TASK STATEMENT
Output all of the data below exactly as given.

GIVEN ENTRIES
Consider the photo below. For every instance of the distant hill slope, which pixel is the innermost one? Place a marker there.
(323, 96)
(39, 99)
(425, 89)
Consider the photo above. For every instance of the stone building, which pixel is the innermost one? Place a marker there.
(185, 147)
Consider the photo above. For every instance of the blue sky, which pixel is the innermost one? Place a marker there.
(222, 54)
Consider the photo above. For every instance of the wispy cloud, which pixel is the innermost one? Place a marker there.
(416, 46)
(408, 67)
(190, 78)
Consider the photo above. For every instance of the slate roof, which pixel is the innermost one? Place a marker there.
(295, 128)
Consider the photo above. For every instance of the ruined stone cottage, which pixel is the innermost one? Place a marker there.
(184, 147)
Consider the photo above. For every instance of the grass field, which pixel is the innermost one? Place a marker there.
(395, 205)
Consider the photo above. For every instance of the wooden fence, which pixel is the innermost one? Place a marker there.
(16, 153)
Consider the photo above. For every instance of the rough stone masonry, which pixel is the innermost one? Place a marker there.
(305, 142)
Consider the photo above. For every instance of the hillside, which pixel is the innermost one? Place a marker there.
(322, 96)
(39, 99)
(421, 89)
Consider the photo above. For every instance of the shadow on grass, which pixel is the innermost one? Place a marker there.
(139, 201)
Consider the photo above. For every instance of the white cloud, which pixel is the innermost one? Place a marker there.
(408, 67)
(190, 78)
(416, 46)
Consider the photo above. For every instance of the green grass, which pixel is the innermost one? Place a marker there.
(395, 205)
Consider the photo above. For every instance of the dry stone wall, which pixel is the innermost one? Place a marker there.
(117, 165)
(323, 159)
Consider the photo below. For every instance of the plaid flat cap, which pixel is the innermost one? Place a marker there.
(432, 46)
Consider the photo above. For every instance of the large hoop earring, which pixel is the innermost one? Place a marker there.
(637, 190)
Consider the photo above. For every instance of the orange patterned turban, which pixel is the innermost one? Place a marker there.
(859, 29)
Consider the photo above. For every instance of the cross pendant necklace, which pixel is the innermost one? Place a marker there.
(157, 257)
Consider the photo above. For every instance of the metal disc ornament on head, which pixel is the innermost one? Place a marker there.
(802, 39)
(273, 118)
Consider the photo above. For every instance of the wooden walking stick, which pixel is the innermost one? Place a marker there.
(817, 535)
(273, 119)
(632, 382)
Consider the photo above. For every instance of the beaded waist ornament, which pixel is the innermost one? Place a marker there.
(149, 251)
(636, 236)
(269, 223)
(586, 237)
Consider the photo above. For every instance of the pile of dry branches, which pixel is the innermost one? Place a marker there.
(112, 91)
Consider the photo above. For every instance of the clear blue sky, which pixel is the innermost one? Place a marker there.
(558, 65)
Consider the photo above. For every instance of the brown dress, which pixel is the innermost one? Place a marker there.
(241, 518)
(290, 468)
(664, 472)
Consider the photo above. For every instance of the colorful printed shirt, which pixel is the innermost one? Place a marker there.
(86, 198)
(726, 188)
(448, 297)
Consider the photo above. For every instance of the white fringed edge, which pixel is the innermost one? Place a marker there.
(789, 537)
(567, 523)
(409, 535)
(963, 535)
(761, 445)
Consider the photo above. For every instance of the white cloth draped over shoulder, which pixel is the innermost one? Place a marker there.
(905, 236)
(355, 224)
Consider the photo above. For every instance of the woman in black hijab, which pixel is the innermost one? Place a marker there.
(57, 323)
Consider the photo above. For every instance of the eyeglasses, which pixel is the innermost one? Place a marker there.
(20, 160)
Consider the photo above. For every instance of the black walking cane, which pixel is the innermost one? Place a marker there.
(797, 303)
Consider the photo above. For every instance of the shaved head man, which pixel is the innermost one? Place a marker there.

SOLUTION FOR THIS TASK
Consider the photo below. For every instance of the distant hill slope, which pixel is the innermost one? Place a marker there.
(323, 96)
(39, 99)
(425, 89)
Consider the photo above. For every instance of the stone building, which pixel is the innermost one? Place a marker there.
(185, 147)
Consider the photo above. For every instance of the blue sky, which pixel is the innermost one? Place a marker there.
(222, 54)
Consider the photo above. For every instance of the wispy cloud, which pixel is the innermost one? Place a marker there.
(416, 46)
(408, 67)
(190, 78)
Consider the photo above. For every instance of the slate roof, which pixel is the innermost one? Place a marker there.
(295, 128)
Consider the photo above. For every instance of the ruined stone cottage, which pixel is the innermost one? Place a marker there.
(184, 147)
Consider the photo above. For every instance of the grass field, which pixel is the innermost one? Place a marker there.
(395, 205)
Consider the photo above. For every instance of the wooden fence, which pixel is the innermost one? Place a marker there.
(16, 153)
Consider the photo above. For every instance of the rough stone masonry, which pixel is the innermost one? Place a marker there.
(305, 142)
Consider the photo above. For every instance of the hillside, which pixel is the innermost one? Place a marker there.
(322, 96)
(39, 99)
(421, 89)
Consider the photo above. For every instance of the shadow on grass, which pixel is the innermost one? Place a marker there.
(139, 201)
Consider the photo above. For every instance of the white cloud, which pixel is the innermost one? Place a marker there.
(408, 67)
(190, 78)
(416, 46)
Consider the photo above. For every instance of the green grass, which pixel is the innermost one? Place a marker there.
(395, 205)
Consider the photo above. For every instance of the dry stone wall, which pixel is the innermost one? Place a marker there.
(117, 165)
(323, 159)
Consider the photo below. For every instance of the plaid flat cap, which pixel is the innermost one? Place a marker there.
(432, 46)
Consider the photo above. For every instance of the large hoop earring, which pixel is the innermost one? Place a marker there.
(637, 190)
Consider the photo above. For every instance of the orange patterned turban, which pixel is the innermost one? Place a marker there.
(859, 29)
Consider the photo above. For every instance of the cross pendant necklace, which pixel is the innermost one? Place a marker there.
(157, 257)
Consider the photo above. For every instance of the metal disc ornament on head, which pixel is the innermost one? Place a marker there.
(802, 39)
(273, 118)
Consider the photo above. For every instance of the wooden walking stick, which pixel is the innermost one? Place a marker there.
(817, 535)
(273, 119)
(632, 382)
Consider the photo above. For every instance of the beaded waist ornament, which pixel is the innermost one? Place a marker there.
(149, 251)
(636, 236)
(269, 223)
(586, 237)
Consider the photo above. For every instance of the pile of dry branches, which pixel is the innermost one? Place a marker there.
(112, 91)
Consider the photo above. For every instance of the clear blue sky, which pixel is the innermost one? Place a marker there.
(558, 65)
Consider the photo above. For every instance of the brown dress, which pixel is the innermost one? Place a marker there.
(241, 518)
(290, 468)
(664, 472)
Consider the photo above. For every instance of the colorful printed shirt, which pixel is the innermost one? Place a marker there.
(86, 198)
(726, 188)
(448, 297)
Consider the photo above. For every instance of the white fringed edge, which pixel is the innermost one? Place a marker there.
(789, 537)
(567, 523)
(409, 535)
(963, 535)
(761, 445)
Consider the photo above. For every instance of the white cloth draped over shoulder, which pixel is the innermost one? Place a marker there.
(905, 236)
(355, 224)
Consider the photo above. For every instance of the woman in black hijab, which pixel is the innermost one? Place a marker there.
(57, 323)
Consider the photo above. For every instance of the eyeglasses, which pixel is the innermost one? Place a marker there.
(20, 160)
Consider the photo above. For every instance of the black walking cane, which pixel is the innermost one? Place a marker there.
(797, 303)
Consider the photo above. For every instance of the shaved head man, which pixel is the innermost one? Place a marker there.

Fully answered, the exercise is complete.